[To be done] Pull out each line of the listing below that contains the string "shrub". Case counts.

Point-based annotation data
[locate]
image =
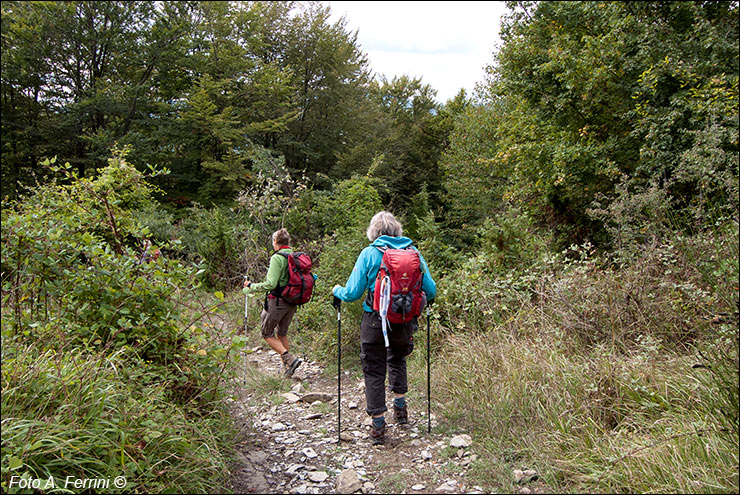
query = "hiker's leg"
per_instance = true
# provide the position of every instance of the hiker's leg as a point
(400, 346)
(276, 345)
(285, 313)
(373, 357)
(269, 320)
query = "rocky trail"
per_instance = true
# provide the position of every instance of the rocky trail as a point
(288, 441)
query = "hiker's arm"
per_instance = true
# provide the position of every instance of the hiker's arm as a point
(357, 282)
(271, 279)
(427, 283)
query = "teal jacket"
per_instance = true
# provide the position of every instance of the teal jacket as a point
(366, 269)
(277, 274)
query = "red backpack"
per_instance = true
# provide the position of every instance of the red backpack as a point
(401, 269)
(300, 280)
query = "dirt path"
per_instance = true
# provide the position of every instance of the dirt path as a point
(288, 441)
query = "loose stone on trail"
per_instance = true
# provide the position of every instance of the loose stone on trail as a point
(461, 441)
(309, 452)
(290, 397)
(315, 396)
(318, 476)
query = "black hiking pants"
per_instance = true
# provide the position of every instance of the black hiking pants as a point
(376, 358)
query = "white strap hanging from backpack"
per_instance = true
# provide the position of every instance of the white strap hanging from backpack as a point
(385, 301)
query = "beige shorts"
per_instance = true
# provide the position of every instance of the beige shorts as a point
(276, 317)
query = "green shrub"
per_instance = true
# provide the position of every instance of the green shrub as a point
(97, 416)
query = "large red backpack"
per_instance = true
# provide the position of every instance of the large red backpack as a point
(401, 269)
(300, 279)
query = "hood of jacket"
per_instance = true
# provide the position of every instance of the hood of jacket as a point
(392, 242)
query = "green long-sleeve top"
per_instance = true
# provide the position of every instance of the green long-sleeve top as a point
(277, 274)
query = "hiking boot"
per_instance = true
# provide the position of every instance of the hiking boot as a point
(289, 370)
(377, 435)
(401, 414)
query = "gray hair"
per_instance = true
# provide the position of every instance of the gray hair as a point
(384, 223)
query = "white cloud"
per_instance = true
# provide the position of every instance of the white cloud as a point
(447, 44)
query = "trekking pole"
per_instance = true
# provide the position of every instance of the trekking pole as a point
(338, 304)
(429, 381)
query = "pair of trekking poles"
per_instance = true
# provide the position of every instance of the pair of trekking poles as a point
(338, 304)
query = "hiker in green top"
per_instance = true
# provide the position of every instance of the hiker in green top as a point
(277, 313)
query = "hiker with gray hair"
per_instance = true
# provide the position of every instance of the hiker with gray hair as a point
(277, 313)
(384, 345)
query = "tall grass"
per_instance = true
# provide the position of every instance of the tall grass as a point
(619, 377)
(91, 416)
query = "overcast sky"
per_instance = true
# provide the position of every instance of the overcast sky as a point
(447, 44)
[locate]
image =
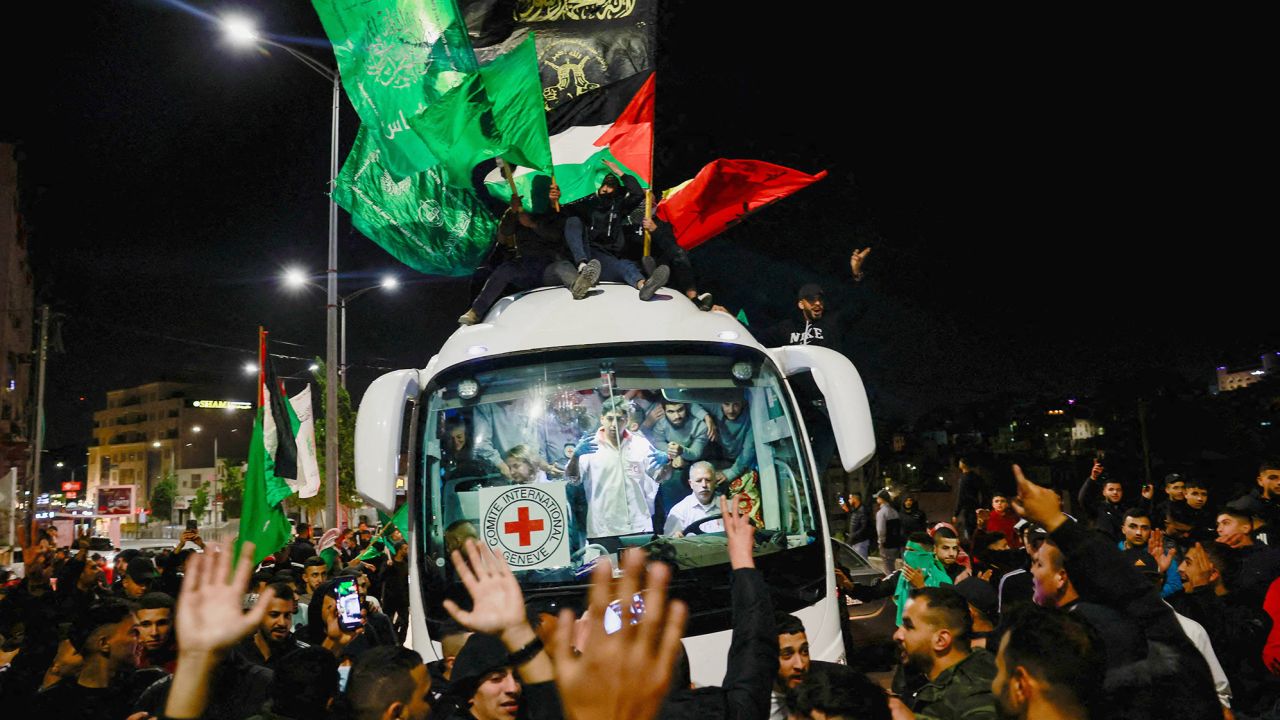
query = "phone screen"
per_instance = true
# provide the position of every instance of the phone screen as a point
(613, 614)
(350, 614)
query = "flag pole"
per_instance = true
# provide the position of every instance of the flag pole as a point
(648, 195)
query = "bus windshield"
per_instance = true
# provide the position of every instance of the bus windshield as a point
(560, 461)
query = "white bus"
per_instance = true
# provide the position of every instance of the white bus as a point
(529, 382)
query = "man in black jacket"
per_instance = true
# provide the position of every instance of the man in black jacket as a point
(1173, 680)
(533, 245)
(595, 231)
(1238, 629)
(1102, 499)
(862, 525)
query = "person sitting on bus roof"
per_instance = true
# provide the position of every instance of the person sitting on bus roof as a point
(618, 475)
(698, 505)
(533, 245)
(594, 231)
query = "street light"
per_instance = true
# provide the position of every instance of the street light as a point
(297, 278)
(242, 32)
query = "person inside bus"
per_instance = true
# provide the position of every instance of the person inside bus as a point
(699, 504)
(618, 475)
(734, 445)
(457, 456)
(680, 441)
(521, 463)
(502, 425)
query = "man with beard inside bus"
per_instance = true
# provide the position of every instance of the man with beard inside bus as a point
(618, 475)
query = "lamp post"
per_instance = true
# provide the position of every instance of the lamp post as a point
(297, 278)
(242, 32)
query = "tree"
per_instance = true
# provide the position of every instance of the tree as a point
(163, 495)
(347, 493)
(200, 504)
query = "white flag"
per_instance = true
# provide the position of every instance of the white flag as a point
(307, 483)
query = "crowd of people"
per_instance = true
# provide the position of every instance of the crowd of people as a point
(1059, 616)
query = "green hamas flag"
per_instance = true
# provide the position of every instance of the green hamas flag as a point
(397, 58)
(493, 113)
(576, 124)
(414, 78)
(420, 220)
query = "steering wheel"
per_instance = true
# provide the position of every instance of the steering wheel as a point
(695, 528)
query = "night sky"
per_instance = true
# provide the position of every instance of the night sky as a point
(1047, 206)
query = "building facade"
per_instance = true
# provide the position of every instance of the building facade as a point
(17, 302)
(1230, 379)
(165, 428)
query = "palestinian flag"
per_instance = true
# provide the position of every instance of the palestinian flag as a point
(722, 194)
(272, 463)
(580, 131)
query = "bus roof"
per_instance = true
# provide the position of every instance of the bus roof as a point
(549, 318)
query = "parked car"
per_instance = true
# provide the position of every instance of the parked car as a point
(104, 547)
(869, 625)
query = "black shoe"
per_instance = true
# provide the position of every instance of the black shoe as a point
(657, 279)
(586, 278)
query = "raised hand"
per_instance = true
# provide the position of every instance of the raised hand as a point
(209, 623)
(740, 533)
(586, 446)
(712, 431)
(1197, 569)
(1038, 505)
(855, 261)
(497, 606)
(497, 600)
(1156, 548)
(913, 575)
(621, 675)
(209, 606)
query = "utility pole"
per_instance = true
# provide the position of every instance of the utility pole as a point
(214, 500)
(40, 422)
(1146, 443)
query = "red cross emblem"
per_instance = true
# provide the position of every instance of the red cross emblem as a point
(522, 527)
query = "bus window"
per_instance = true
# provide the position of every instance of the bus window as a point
(561, 460)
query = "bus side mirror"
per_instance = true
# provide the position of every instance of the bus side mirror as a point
(379, 425)
(846, 399)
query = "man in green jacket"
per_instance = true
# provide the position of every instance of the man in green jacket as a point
(935, 641)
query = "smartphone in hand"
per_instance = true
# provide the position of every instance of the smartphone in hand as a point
(351, 615)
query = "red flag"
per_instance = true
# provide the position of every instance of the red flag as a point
(723, 192)
(630, 139)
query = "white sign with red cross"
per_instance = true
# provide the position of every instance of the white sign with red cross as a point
(528, 524)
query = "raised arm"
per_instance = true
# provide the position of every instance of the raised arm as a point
(753, 651)
(498, 609)
(209, 623)
(856, 260)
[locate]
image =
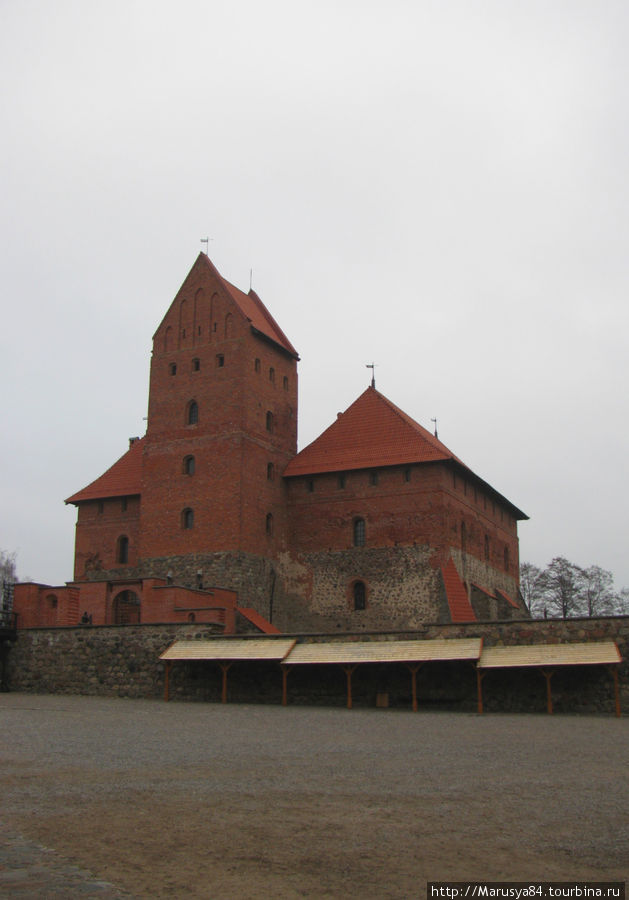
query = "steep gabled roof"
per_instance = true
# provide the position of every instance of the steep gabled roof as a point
(371, 432)
(456, 594)
(123, 479)
(259, 317)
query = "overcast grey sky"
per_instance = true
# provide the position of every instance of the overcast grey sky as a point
(440, 187)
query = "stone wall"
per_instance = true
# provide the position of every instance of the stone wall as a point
(124, 661)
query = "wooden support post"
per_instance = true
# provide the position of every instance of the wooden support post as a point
(614, 674)
(167, 665)
(548, 674)
(285, 672)
(225, 669)
(479, 689)
(348, 674)
(414, 669)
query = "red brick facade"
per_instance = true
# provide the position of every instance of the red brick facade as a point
(353, 532)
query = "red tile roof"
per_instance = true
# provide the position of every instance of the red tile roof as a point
(456, 595)
(507, 598)
(259, 621)
(255, 311)
(123, 479)
(371, 432)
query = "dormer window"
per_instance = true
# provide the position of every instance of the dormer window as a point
(187, 519)
(192, 416)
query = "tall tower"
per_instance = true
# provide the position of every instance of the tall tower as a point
(222, 426)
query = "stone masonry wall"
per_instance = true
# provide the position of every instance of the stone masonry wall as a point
(124, 661)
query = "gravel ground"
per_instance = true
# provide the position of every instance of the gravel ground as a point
(111, 798)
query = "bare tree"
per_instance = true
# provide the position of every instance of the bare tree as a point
(561, 585)
(622, 602)
(8, 577)
(531, 588)
(597, 591)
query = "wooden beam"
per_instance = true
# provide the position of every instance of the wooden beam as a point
(414, 669)
(614, 673)
(548, 674)
(225, 667)
(348, 674)
(479, 689)
(167, 665)
(285, 672)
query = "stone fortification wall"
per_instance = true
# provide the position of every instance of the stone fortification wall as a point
(124, 661)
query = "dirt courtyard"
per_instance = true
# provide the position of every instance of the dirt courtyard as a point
(201, 800)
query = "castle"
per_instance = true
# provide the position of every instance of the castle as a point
(213, 516)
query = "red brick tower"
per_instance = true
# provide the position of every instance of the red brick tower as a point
(222, 425)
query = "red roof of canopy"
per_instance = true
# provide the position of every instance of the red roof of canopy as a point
(123, 479)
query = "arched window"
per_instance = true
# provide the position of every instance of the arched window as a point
(187, 518)
(360, 595)
(122, 549)
(192, 417)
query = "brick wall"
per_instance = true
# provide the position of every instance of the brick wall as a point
(245, 388)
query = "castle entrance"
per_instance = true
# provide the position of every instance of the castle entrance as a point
(126, 608)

[Complete output]
query = "green shrub"
# provide the position of every instance of the green shrub as a point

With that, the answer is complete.